Source records —
• • • • •

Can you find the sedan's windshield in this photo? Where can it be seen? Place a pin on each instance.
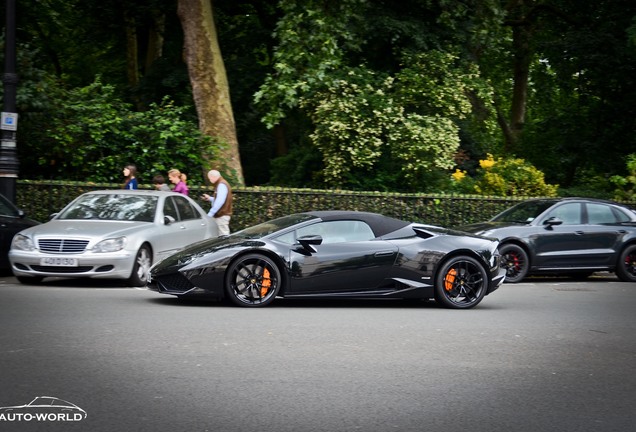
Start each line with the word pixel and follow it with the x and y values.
pixel 119 207
pixel 524 212
pixel 272 226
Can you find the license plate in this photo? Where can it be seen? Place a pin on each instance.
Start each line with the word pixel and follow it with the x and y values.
pixel 59 262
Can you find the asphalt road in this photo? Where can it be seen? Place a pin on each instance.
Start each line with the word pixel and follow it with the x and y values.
pixel 550 355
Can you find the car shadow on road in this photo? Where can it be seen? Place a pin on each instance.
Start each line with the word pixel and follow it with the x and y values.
pixel 305 303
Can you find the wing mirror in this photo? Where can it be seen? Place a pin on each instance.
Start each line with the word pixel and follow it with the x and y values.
pixel 307 242
pixel 553 221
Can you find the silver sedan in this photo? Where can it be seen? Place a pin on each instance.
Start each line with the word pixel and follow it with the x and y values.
pixel 115 234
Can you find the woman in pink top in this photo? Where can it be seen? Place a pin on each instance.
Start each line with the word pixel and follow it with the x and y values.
pixel 179 180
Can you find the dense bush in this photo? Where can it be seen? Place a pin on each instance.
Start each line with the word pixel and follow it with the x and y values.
pixel 39 199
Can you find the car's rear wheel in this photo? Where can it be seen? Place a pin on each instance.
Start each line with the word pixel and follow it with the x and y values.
pixel 143 261
pixel 461 283
pixel 515 260
pixel 30 280
pixel 252 281
pixel 626 266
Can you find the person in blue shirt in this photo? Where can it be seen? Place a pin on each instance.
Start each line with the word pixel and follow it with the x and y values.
pixel 130 172
pixel 221 200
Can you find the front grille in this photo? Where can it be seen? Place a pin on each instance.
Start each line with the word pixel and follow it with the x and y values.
pixel 52 269
pixel 176 283
pixel 62 245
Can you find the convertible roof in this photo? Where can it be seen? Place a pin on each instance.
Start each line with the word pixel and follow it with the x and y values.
pixel 380 224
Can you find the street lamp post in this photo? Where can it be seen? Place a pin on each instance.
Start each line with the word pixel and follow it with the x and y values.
pixel 8 148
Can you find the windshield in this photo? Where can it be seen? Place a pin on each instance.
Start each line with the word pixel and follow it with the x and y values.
pixel 117 207
pixel 273 226
pixel 524 212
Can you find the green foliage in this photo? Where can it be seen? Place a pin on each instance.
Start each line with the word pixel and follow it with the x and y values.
pixel 509 177
pixel 89 134
pixel 626 186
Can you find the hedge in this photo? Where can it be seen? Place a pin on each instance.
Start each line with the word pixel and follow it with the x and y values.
pixel 252 205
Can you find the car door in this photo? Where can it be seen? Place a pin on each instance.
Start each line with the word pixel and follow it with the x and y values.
pixel 603 233
pixel 564 245
pixel 195 227
pixel 349 258
pixel 186 226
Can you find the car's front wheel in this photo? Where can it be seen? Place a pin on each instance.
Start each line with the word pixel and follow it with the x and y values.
pixel 252 281
pixel 626 266
pixel 143 261
pixel 461 283
pixel 515 260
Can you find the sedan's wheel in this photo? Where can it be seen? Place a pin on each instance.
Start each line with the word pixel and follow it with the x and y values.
pixel 461 283
pixel 626 266
pixel 515 260
pixel 143 261
pixel 29 280
pixel 253 281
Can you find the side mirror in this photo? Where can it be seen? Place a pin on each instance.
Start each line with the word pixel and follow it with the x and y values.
pixel 552 221
pixel 307 242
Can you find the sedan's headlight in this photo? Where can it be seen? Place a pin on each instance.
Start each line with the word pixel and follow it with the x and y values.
pixel 110 245
pixel 21 242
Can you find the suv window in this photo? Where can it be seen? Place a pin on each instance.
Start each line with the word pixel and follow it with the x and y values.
pixel 604 214
pixel 569 213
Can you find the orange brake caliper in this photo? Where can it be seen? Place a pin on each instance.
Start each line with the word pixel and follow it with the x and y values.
pixel 450 279
pixel 267 283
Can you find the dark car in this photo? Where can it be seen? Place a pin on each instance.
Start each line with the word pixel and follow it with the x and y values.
pixel 44 408
pixel 335 254
pixel 565 236
pixel 12 221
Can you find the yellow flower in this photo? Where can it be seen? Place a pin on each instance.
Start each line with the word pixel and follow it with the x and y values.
pixel 458 175
pixel 487 163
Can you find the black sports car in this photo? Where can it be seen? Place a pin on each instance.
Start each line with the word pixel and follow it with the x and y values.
pixel 565 236
pixel 335 254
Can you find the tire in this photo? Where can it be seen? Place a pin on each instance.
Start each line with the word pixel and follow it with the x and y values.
pixel 252 281
pixel 29 280
pixel 461 283
pixel 626 265
pixel 516 262
pixel 143 261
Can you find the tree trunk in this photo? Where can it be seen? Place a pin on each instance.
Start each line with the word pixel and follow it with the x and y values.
pixel 210 88
pixel 132 65
pixel 155 38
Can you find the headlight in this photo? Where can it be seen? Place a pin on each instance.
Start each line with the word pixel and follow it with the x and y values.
pixel 110 245
pixel 21 242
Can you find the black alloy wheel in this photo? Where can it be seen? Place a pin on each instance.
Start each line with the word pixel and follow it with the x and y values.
pixel 515 260
pixel 252 281
pixel 461 283
pixel 626 266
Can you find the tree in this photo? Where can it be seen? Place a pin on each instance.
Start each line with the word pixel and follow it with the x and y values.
pixel 210 88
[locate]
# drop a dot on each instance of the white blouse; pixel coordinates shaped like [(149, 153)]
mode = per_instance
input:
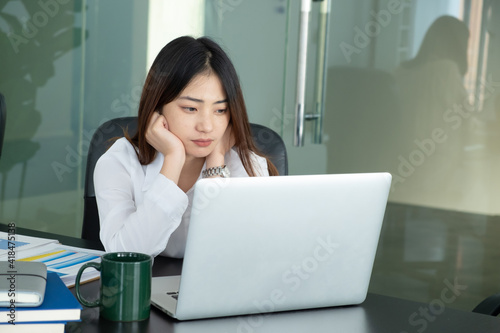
[(141, 210)]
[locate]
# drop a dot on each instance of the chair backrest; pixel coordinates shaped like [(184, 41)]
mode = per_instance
[(266, 140), (3, 117)]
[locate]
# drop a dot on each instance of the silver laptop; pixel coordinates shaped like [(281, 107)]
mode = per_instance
[(266, 244)]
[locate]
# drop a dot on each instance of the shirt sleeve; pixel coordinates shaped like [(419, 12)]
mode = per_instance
[(134, 217)]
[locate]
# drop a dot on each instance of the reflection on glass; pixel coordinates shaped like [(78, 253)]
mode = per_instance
[(433, 110)]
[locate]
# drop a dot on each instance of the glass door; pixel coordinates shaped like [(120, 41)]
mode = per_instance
[(411, 88)]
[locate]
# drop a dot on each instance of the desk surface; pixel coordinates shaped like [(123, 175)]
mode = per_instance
[(377, 314)]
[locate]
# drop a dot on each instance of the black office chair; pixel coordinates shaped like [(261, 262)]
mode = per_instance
[(489, 306), (3, 118), (266, 140)]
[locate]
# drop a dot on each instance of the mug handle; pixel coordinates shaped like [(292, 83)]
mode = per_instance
[(82, 300)]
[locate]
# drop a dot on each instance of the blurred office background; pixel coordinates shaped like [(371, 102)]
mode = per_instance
[(66, 66)]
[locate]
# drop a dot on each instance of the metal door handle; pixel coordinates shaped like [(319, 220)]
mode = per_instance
[(298, 138)]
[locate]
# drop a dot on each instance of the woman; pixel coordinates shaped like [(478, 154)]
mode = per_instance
[(192, 123)]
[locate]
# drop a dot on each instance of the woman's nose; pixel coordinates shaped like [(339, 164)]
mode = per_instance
[(204, 123)]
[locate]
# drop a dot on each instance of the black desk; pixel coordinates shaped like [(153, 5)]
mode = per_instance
[(377, 314)]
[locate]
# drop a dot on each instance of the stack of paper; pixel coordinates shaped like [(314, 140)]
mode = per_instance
[(59, 306), (61, 259)]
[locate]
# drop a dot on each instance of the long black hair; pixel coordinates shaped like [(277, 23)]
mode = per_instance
[(173, 69)]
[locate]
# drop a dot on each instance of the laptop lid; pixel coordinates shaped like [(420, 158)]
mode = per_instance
[(266, 244)]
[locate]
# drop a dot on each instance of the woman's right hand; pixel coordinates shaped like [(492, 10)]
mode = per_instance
[(164, 141)]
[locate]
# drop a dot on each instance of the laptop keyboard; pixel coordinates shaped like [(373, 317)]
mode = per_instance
[(173, 294)]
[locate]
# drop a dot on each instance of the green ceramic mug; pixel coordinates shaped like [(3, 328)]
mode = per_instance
[(125, 292)]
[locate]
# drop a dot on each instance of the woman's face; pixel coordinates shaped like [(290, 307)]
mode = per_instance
[(199, 116)]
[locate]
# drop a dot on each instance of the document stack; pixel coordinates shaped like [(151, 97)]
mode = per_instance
[(34, 300)]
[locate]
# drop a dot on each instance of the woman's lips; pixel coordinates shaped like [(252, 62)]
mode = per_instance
[(203, 143)]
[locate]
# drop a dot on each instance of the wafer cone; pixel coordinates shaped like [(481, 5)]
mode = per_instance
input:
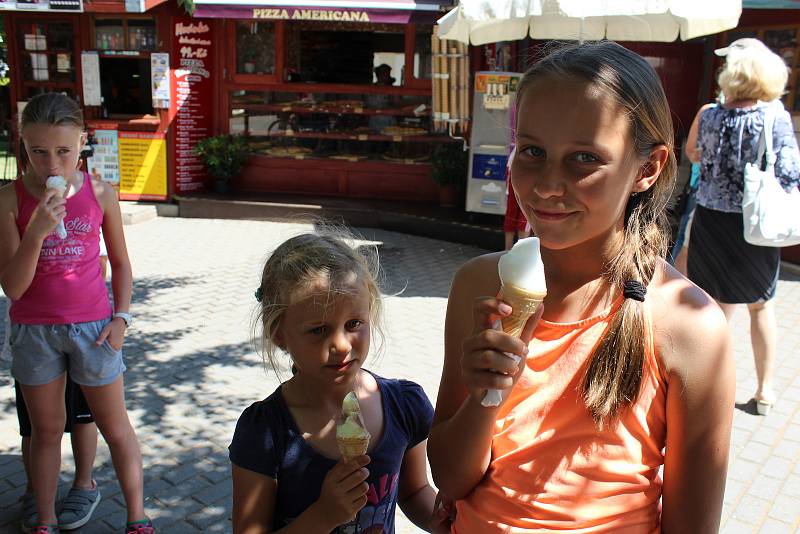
[(352, 447), (523, 305)]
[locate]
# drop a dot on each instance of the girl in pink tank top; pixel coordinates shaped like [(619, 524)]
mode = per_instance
[(625, 370), (61, 317)]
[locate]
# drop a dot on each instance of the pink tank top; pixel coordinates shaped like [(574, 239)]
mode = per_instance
[(551, 469), (68, 286)]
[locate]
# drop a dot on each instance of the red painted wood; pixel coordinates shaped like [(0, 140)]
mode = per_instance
[(363, 179)]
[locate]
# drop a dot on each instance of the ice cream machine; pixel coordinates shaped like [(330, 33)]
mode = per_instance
[(492, 105)]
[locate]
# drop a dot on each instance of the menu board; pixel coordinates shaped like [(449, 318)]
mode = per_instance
[(142, 166), (90, 76), (191, 102), (159, 74), (104, 163), (42, 5)]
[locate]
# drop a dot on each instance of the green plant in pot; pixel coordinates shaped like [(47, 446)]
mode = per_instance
[(223, 156), (449, 164)]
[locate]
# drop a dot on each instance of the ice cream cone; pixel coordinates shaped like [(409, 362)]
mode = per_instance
[(523, 305), (59, 185), (352, 436), (352, 447)]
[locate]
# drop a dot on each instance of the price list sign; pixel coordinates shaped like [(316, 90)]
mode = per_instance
[(191, 102)]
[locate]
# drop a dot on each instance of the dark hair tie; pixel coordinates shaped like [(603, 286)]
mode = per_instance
[(634, 289)]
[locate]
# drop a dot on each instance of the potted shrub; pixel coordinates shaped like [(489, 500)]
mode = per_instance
[(449, 162), (223, 156)]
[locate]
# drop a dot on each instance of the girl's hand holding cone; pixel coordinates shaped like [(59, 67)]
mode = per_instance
[(344, 491), (486, 362)]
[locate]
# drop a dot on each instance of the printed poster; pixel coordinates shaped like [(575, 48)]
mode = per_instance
[(192, 103), (90, 74), (159, 74), (104, 164), (142, 166)]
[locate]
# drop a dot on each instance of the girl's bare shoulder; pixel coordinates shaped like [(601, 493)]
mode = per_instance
[(688, 325), (103, 191)]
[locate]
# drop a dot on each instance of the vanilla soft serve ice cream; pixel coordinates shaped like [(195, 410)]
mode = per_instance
[(521, 267), (59, 184), (522, 286)]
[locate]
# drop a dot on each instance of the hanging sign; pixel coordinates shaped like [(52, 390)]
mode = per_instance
[(191, 103), (90, 74), (104, 163), (159, 74)]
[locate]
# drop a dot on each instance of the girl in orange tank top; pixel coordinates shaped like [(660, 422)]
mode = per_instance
[(626, 368)]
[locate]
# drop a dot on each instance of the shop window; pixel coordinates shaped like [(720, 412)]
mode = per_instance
[(47, 52), (255, 47), (339, 54), (125, 86), (125, 34), (423, 67)]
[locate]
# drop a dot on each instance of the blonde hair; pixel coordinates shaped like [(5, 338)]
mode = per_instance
[(753, 73), (301, 264), (53, 109), (614, 374)]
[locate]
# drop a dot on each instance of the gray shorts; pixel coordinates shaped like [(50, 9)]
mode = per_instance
[(42, 353)]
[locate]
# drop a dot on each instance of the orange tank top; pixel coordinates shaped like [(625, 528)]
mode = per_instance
[(551, 469)]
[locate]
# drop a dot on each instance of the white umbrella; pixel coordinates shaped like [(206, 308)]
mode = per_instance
[(489, 21)]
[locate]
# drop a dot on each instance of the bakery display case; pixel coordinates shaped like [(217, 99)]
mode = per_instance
[(339, 126), (333, 108)]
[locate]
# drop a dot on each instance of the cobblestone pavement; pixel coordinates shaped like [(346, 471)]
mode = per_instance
[(192, 370)]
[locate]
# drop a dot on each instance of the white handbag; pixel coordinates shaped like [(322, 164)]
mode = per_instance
[(771, 215)]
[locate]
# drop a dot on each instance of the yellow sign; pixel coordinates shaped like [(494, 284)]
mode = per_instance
[(142, 166), (310, 14)]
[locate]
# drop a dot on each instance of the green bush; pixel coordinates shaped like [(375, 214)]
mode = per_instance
[(223, 155), (449, 163)]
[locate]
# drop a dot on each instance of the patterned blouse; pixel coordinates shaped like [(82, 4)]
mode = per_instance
[(728, 138)]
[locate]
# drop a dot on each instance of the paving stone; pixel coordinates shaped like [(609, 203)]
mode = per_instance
[(786, 509)]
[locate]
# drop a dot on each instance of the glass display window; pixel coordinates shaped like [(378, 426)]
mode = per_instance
[(125, 86), (346, 53), (47, 54), (125, 34), (343, 126), (423, 59), (255, 47)]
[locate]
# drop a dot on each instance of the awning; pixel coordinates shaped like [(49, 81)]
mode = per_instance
[(486, 21), (771, 4), (381, 11)]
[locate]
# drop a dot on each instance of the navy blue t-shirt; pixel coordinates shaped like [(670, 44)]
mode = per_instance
[(267, 441)]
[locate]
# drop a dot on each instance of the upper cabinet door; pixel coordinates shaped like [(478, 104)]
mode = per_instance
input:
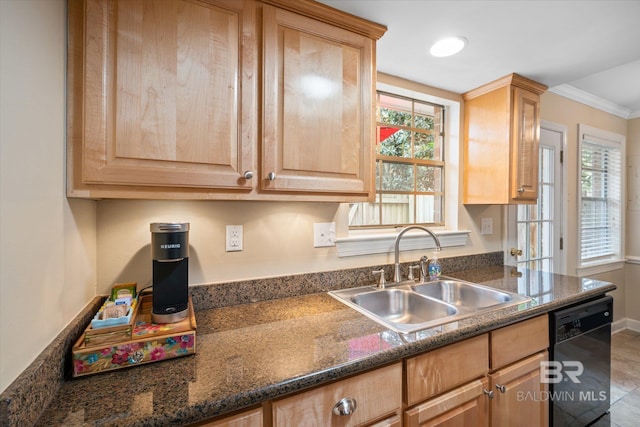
[(168, 90), (501, 140), (318, 107), (525, 140)]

• • • • •

Your goal —
Retype the lines above between the one holding "Can you find the black sports" and the one holding "pixel 155 38", inclusive.

Solution for this exercise —
Can you find the black sports car in this photo? Where can it be seen? Place a pin on each instance.
Start each line with the word pixel and follow it with the x and y values.
pixel 565 236
pixel 335 254
Can you find the tire in this photo? Where can it be seen? Place a pin on each instance.
Start each line with the word pixel and follow it with the x and y values.
pixel 252 281
pixel 29 280
pixel 461 283
pixel 626 265
pixel 516 262
pixel 143 261
Can you find the tree trunk in this photo? Where can it be seen? Place a pin on each instance.
Start each line with the word pixel and follow it with the x and y values.
pixel 210 88
pixel 132 65
pixel 155 38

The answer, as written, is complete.